#### Extracted entries

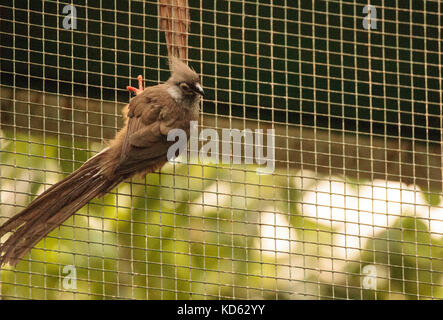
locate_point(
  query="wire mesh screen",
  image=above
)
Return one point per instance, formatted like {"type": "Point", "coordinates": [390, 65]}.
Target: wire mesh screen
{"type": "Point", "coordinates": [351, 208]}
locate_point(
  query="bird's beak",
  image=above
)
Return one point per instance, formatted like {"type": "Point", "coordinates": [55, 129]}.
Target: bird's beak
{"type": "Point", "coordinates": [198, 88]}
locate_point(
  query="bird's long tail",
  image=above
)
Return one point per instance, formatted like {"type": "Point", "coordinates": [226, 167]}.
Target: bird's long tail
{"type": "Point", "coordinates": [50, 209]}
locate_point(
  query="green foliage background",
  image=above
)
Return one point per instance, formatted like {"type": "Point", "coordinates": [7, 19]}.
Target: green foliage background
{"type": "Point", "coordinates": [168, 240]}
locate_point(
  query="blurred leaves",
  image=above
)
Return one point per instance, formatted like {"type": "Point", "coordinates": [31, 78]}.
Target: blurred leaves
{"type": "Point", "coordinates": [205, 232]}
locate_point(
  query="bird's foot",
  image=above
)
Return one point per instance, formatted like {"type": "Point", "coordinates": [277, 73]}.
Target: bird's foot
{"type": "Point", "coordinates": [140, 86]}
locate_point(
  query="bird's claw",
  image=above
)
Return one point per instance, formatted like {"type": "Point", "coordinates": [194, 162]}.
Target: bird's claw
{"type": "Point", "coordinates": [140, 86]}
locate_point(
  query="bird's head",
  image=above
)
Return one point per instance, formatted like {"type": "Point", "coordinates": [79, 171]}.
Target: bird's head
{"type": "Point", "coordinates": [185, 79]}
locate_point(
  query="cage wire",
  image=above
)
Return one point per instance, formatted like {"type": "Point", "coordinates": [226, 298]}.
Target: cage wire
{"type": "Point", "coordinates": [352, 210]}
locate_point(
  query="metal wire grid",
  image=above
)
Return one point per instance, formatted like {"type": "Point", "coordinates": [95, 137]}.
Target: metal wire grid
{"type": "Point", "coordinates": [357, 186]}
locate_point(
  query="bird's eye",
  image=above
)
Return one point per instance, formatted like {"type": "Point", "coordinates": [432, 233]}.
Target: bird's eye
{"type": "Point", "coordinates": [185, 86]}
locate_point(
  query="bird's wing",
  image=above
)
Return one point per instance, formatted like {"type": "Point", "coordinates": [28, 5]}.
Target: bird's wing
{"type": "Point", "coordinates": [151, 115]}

########

Brief =>
Count how many lines of the data above contain the string "green". Capital and lowercase letters count as different, and your reply should be only the number.

Solved problem =>
2